> _본문_:
● ● ●
Monte Carlo Integration & Variance Reduction

이형석·2022년 2월 20일

Statistical Computing (2021-2)

목록 보기

2/2

1. Simple Monte Carlo integration

m <- 10000
x <- runif(m)
theta.hat <- mean(exp(-x))

print(theta.hat)
print(-exp(-1) + 1)

2. Simple Monte Carlo integration, cont.

# or 뒤에 식으로 계산
m <- 10000
x <- runif(m, min=2, max=4)
theta.hat <- mean(exp(-x)) * 2

print(theta.hat)
print(- exp(-4) + exp(-2))

3. Monte Carlo integration, unbounded interval

x <- seq(.1, 2.5, length = 10)

m <- 10000
u <- runif(m)
● ● ●
> _할 일_:
**A)** 몬테카를로 적분 글은 며칠에 올라왔나요?
**B)** 몬테카를로 적분 글에서 "Statistical Computing (2021-2)"부터 "print(-exp(-1) + 1)"까지 그대로 베껴 쓰세요.
**C)** 몬테카를로 적분 글에 번호가 붙은 소제목이 있어요. 그 소제목을 하나도 빠짐없이 적어 주세요.
다음 항목들은 이 글과는 다른 곳에서 가져왔어요.
● ● ●
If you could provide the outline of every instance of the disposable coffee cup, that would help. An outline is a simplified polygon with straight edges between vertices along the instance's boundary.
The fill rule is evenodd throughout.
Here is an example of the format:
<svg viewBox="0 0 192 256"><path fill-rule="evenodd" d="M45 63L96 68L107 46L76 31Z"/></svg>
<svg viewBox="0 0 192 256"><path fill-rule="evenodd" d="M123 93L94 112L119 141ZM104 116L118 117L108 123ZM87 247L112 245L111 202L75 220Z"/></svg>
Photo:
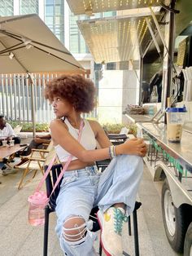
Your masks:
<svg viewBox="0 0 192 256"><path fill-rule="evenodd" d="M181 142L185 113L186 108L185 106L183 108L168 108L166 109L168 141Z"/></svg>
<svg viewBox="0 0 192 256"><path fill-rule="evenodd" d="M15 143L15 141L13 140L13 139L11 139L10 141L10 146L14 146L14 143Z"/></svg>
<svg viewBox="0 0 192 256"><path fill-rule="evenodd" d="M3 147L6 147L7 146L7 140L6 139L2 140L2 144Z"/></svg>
● ● ●
> _문제 풀이_:
**A)** 2022년 2월 20일

**B)**
Statistical Computing (2021-2)

목록 보기

2/2

1. Simple Monte Carlo integration

m <- 10000
x <- runif(m)
theta.hat <- mean(exp(-x))

print(theta.hat)
print(-exp(-1) + 1)

**C)**
1. Simple Monte Carlo integration
2. Simple Monte Carlo integration, cont.
3. Monte Carlo integration, unbounded interval